→ **What is expected**
Add 74 to each coordinate in the answers, then write out every line of the records in the stretch from the start through the line that contains "left=243, top=298, right=650, bottom=630", both ends included, leaving all other text in those lines unchanged.

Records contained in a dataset
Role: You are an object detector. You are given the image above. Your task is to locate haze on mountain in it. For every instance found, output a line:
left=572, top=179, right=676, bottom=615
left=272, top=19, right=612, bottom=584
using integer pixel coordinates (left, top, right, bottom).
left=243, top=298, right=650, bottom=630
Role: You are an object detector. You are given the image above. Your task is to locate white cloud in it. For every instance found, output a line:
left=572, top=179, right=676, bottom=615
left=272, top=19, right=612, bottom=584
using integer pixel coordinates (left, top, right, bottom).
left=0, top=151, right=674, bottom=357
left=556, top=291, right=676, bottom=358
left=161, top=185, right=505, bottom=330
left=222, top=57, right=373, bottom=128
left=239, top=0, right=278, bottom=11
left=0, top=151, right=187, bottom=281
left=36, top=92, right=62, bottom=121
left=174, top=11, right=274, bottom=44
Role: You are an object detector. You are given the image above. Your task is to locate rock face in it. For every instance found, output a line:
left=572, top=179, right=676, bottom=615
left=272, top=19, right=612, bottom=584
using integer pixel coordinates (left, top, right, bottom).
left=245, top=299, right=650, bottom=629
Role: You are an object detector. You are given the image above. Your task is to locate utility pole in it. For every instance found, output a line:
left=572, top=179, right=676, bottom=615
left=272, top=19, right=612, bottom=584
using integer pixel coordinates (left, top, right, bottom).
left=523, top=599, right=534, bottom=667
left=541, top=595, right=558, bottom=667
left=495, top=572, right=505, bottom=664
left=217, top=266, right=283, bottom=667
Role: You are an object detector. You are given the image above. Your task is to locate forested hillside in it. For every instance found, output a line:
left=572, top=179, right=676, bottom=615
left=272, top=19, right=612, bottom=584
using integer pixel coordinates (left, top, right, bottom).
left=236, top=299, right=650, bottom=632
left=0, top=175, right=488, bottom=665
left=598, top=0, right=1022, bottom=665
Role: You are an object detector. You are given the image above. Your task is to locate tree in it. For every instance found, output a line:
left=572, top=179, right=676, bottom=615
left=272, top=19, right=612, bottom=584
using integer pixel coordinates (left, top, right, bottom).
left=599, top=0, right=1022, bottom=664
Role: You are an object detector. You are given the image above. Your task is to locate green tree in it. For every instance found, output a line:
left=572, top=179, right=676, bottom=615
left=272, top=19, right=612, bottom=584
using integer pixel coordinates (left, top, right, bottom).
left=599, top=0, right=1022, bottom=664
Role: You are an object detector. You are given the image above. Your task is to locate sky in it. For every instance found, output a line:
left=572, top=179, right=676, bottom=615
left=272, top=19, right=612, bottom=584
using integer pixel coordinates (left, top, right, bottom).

→ **Solution to this problem**
Role: You are an object detector. You are given the image above. Your task is to locate haze on mountain in it. For every instance found, output a line:
left=572, top=179, right=676, bottom=615
left=272, top=19, right=612, bottom=584
using integer pixel coordinates (left, top, right, bottom).
left=317, top=372, right=724, bottom=704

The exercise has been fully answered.